══ Material shown ══
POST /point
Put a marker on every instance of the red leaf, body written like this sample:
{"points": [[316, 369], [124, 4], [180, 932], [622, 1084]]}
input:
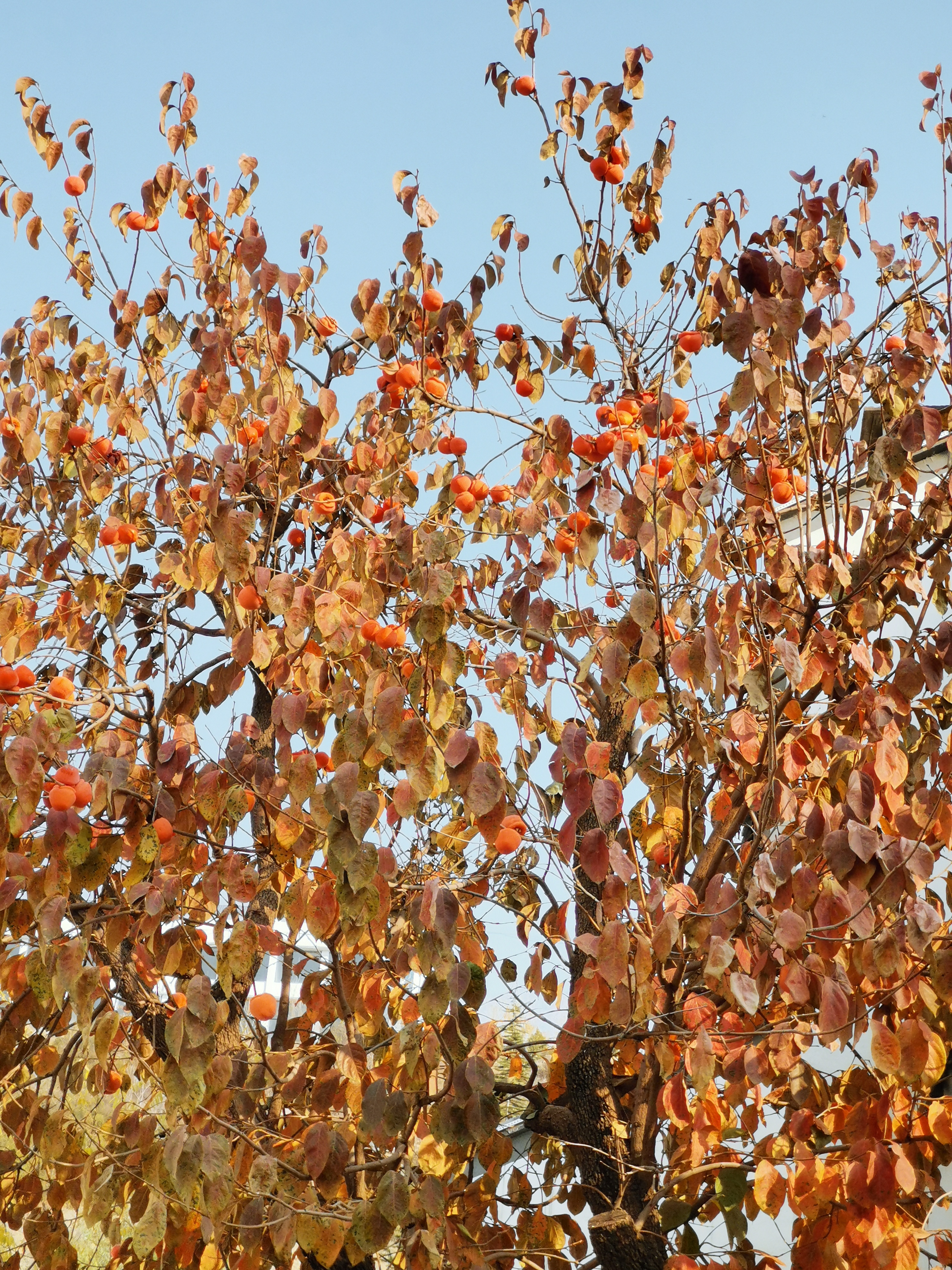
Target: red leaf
{"points": [[597, 756], [317, 1149], [607, 797], [570, 1038], [790, 930], [834, 1010], [614, 953], [884, 1048], [593, 855]]}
═══
▸ **What the exercise asks**
Can you write out the records again, substituting "yellow leaf" for every "red leaf" and keeping everything else unchanged, but without the pictures?

▸ **Expected answer**
POST /point
Put a marker on every instance of the yellow leaf, body written like this sample:
{"points": [[316, 369], [124, 4], [180, 932], [622, 1084]]}
input:
Target: yellow leaf
{"points": [[597, 756], [317, 1149], [607, 797], [570, 1038], [790, 930], [834, 1010], [614, 953], [884, 1048], [593, 855]]}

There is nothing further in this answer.